Collected data entries:
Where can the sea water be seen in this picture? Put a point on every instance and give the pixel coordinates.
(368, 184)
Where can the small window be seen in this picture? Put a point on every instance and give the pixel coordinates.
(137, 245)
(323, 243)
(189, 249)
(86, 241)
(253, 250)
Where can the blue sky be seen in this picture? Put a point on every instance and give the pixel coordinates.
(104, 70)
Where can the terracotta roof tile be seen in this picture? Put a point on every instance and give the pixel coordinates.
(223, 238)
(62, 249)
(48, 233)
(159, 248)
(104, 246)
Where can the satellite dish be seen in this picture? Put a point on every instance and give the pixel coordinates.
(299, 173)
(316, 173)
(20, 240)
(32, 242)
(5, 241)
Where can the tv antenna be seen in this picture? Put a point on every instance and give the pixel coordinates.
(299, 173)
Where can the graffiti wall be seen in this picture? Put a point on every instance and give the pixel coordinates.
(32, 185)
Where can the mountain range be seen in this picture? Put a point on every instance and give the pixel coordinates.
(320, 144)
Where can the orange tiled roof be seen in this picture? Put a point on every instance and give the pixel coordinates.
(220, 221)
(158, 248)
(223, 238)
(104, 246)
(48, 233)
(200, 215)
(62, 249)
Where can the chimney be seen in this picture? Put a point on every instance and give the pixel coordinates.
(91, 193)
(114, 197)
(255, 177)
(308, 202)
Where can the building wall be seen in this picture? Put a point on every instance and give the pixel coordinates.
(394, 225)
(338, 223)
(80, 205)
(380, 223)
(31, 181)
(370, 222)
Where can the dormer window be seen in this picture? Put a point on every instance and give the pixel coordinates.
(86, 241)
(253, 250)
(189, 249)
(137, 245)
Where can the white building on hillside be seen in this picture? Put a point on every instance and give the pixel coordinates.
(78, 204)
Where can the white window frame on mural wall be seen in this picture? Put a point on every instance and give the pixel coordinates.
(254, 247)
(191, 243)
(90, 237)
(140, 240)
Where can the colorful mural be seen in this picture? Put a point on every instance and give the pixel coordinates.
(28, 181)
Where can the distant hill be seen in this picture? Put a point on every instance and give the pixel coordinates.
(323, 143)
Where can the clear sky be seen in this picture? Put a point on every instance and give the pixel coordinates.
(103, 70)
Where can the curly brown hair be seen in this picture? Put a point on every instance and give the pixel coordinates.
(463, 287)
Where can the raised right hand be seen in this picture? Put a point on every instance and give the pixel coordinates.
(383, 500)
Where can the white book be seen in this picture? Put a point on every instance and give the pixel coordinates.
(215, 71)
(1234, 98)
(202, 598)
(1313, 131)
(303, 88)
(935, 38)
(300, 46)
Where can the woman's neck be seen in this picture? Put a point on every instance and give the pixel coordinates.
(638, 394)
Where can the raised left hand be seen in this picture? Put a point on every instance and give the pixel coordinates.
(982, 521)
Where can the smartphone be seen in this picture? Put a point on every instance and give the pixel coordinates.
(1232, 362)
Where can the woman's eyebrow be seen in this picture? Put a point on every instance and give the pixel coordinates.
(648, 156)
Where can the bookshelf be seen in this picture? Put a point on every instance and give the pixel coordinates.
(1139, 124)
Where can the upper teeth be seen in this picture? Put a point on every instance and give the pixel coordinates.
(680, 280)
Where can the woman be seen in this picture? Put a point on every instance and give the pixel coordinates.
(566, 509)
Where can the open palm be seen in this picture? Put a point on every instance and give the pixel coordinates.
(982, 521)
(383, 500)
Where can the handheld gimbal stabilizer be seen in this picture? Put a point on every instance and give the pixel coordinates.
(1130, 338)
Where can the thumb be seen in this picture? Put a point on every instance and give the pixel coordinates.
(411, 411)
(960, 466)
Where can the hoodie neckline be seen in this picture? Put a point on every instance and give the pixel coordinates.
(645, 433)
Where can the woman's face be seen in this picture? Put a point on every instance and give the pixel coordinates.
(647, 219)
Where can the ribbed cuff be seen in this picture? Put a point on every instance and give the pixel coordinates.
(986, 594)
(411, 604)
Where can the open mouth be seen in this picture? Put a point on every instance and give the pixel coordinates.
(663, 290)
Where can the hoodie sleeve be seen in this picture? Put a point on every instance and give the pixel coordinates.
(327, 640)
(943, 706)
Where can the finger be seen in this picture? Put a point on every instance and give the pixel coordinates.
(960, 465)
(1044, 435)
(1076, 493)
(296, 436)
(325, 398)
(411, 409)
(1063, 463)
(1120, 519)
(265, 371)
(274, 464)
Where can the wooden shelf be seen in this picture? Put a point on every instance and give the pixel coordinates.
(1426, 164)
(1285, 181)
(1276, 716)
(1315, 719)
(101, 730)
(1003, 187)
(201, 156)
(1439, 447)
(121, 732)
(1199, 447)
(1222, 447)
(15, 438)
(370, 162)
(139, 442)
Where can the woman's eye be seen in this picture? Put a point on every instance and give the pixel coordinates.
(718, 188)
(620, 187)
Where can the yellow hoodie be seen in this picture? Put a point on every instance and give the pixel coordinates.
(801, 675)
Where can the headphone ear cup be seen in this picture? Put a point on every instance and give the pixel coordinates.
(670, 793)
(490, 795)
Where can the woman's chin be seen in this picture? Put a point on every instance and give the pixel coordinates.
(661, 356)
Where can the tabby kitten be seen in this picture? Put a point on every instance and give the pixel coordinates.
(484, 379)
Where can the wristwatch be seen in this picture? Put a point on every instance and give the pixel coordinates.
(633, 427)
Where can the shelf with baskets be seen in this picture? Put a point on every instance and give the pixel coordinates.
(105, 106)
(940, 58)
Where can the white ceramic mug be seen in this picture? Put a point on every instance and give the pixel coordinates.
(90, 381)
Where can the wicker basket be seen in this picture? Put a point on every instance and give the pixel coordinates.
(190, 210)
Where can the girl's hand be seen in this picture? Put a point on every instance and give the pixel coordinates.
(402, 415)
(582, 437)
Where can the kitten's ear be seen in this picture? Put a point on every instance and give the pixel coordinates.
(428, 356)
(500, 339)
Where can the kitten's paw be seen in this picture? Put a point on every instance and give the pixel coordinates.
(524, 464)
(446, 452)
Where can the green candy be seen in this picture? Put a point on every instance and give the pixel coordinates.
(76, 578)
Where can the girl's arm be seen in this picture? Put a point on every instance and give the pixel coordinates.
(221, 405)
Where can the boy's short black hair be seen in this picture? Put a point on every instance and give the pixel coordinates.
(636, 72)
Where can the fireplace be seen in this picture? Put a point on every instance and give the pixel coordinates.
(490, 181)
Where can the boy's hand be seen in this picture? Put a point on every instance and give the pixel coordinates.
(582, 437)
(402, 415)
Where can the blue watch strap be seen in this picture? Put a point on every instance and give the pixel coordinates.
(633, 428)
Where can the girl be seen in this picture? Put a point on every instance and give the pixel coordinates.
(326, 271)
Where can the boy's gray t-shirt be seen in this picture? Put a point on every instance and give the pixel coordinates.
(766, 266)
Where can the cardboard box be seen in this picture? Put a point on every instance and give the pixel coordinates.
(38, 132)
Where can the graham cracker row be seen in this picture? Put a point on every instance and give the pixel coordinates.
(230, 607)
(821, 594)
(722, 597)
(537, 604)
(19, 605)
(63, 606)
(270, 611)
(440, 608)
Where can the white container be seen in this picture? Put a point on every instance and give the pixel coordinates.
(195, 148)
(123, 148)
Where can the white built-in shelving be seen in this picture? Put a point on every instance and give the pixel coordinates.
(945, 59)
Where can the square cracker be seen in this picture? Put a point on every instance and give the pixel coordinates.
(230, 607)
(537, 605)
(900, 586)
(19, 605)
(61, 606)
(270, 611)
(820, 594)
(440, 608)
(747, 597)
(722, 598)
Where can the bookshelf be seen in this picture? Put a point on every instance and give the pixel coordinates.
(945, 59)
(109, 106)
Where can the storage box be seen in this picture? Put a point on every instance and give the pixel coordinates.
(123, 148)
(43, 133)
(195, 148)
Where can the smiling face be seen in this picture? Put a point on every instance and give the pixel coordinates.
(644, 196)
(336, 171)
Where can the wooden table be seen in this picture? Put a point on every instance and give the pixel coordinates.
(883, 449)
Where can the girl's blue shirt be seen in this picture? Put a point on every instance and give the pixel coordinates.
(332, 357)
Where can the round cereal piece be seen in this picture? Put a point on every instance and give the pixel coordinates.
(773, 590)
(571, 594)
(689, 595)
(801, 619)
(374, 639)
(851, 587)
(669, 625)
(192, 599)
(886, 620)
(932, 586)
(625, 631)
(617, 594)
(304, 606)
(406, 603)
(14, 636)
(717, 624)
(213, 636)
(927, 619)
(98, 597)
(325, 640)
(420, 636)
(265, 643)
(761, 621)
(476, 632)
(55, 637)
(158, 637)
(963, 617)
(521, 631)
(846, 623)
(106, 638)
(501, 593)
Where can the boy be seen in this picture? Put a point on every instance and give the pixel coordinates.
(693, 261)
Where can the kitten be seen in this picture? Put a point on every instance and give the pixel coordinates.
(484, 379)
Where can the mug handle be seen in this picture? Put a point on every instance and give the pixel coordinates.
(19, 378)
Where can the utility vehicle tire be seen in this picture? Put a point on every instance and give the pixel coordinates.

## ASSIGNMENT
Please repeat, exactly and only, the lines from the one containing "Where can the boy be" through the last line of the records, both included.

## OUTPUT BELOW
Where can the boy be seen in this picture? Put a point on every instance and give the pixel coordinates.
(693, 261)
Where can the kitten be seen in this picture? Put a point on every instance and give the pixel coordinates.
(484, 379)
Where can the mug handle be seen in this picture? Put a point on every instance and give the pixel coordinates.
(19, 378)
Where can the utility vehicle tire be seen in this picture? Put a point on every instance and give the pixel coordinates.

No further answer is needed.